- Records to process
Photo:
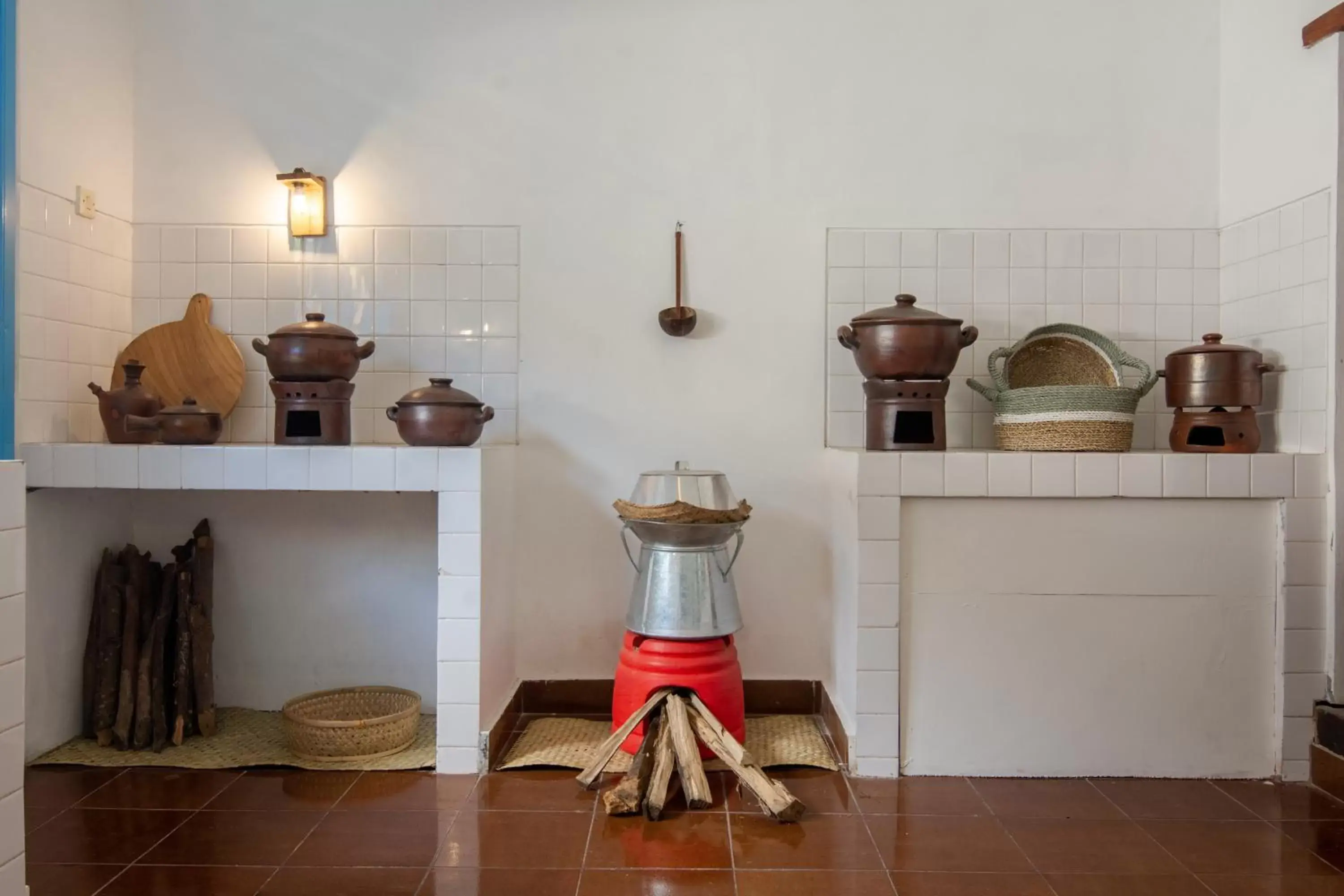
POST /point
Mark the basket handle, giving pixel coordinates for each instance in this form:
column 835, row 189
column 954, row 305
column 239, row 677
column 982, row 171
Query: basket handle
column 1148, row 375
column 988, row 392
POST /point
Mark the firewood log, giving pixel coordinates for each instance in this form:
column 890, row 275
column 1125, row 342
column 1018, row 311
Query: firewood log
column 159, row 660
column 203, row 628
column 613, row 743
column 689, row 766
column 182, row 657
column 112, row 601
column 627, row 797
column 90, row 660
column 664, row 761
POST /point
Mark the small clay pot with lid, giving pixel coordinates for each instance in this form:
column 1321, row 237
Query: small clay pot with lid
column 439, row 414
column 905, row 343
column 115, row 406
column 186, row 424
column 314, row 351
column 1215, row 375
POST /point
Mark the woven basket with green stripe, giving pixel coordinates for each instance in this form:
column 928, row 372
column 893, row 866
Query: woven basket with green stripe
column 1065, row 418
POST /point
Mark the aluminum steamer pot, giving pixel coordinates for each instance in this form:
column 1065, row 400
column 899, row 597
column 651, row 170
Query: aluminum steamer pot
column 314, row 351
column 1215, row 375
column 905, row 343
column 439, row 414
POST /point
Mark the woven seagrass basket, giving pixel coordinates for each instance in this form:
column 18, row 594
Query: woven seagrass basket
column 351, row 723
column 1065, row 418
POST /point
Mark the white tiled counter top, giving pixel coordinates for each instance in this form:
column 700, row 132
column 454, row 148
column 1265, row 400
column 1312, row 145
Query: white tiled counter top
column 1135, row 474
column 357, row 468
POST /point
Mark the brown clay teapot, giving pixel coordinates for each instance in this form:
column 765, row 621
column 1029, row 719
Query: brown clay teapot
column 132, row 398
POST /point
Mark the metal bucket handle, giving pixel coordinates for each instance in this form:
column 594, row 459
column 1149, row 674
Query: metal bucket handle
column 741, row 538
column 627, row 546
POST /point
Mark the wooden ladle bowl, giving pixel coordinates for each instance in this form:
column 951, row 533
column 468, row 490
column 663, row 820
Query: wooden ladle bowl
column 678, row 320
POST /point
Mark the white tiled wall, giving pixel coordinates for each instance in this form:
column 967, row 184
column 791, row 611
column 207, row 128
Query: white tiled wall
column 74, row 315
column 439, row 302
column 1150, row 291
column 1276, row 297
column 11, row 675
column 885, row 478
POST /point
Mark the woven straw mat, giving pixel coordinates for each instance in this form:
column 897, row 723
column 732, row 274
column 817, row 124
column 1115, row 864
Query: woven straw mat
column 245, row 738
column 573, row 743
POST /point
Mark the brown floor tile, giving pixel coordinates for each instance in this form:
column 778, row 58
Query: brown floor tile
column 685, row 840
column 539, row 790
column 1085, row 845
column 35, row 817
column 664, row 883
column 1273, row 886
column 62, row 786
column 515, row 840
column 345, row 882
column 499, row 882
column 822, row 792
column 1183, row 884
column 945, row 884
column 408, row 790
column 1234, row 848
column 285, row 789
column 101, row 836
column 244, row 837
column 383, row 839
column 69, row 880
column 1163, row 798
column 1045, row 798
column 814, row 883
column 918, row 797
column 159, row 789
column 186, row 880
column 935, row 843
column 819, row 841
column 1275, row 801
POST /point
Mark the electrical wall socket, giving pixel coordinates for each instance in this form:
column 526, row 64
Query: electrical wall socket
column 85, row 202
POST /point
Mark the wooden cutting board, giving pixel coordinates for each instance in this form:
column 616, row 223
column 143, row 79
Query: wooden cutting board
column 187, row 358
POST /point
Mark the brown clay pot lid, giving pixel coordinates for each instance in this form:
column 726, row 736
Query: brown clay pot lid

- Required action
In the listing above, transcribe exactly everything from the line containing "column 239, row 677" down to the line containing "column 1018, row 311", including both and nothing more.

- Solution
column 239, row 677
column 982, row 171
Query: basket handle
column 1148, row 375
column 988, row 392
POST /point
Mark the firewood log, giving pixel coordinates for each instance in this form:
column 890, row 275
column 1125, row 342
column 1018, row 311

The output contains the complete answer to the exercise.